— Extracted data —
========================

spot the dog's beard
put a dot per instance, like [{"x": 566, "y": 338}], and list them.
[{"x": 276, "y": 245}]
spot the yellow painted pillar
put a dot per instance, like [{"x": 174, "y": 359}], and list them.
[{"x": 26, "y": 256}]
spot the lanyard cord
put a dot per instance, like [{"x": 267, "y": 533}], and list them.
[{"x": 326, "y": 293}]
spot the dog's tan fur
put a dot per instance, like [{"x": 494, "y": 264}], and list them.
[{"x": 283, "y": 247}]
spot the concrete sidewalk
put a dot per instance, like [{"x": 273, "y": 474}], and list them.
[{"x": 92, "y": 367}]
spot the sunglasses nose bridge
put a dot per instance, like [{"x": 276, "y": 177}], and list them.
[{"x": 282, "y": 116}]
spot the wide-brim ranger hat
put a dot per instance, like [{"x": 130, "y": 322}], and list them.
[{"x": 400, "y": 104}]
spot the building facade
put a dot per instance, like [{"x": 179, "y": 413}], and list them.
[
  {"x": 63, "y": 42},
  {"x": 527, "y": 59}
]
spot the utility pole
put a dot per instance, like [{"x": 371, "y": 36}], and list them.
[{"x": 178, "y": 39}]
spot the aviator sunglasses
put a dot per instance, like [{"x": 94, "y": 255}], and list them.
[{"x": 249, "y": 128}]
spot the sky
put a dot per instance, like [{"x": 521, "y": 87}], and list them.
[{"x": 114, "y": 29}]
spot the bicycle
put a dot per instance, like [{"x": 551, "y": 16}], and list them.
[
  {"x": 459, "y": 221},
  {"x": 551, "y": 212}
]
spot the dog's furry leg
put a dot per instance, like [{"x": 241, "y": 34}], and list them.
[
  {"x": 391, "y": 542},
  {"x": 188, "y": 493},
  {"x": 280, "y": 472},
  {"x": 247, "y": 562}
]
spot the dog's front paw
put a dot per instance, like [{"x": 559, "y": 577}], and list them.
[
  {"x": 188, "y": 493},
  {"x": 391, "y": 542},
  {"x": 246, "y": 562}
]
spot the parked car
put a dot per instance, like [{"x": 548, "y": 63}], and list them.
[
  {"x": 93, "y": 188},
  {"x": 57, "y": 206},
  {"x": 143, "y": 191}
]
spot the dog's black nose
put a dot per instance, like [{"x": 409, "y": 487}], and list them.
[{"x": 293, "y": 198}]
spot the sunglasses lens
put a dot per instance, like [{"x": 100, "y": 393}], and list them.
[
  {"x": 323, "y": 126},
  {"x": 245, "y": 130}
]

========================

— Brief —
Extract the lines above from the one containing "spot the bicycle" to the last line, both included, exactly as written.

— Reply to the task —
spot the bicycle
put a dot per instance, like [{"x": 551, "y": 16}], and list them.
[
  {"x": 459, "y": 221},
  {"x": 551, "y": 212}
]
spot the dog's furry leg
put a dot per instance, like [{"x": 241, "y": 34}], and list them.
[
  {"x": 391, "y": 542},
  {"x": 188, "y": 493},
  {"x": 280, "y": 472},
  {"x": 247, "y": 562}
]
spot the dog's front paw
put a dot per instance, like [{"x": 559, "y": 577}], and list them.
[
  {"x": 188, "y": 493},
  {"x": 391, "y": 542},
  {"x": 246, "y": 562}
]
spot the parked car
put a dot per instance, like [{"x": 548, "y": 63}], and list them.
[
  {"x": 93, "y": 188},
  {"x": 57, "y": 206},
  {"x": 143, "y": 191}
]
spot the dog's black nose
put a dot per instance, like [{"x": 409, "y": 487}], and list them.
[{"x": 293, "y": 198}]
spot the sunglasses lens
put a dot per instance, like [{"x": 100, "y": 393}], and list them.
[
  {"x": 323, "y": 126},
  {"x": 245, "y": 130}
]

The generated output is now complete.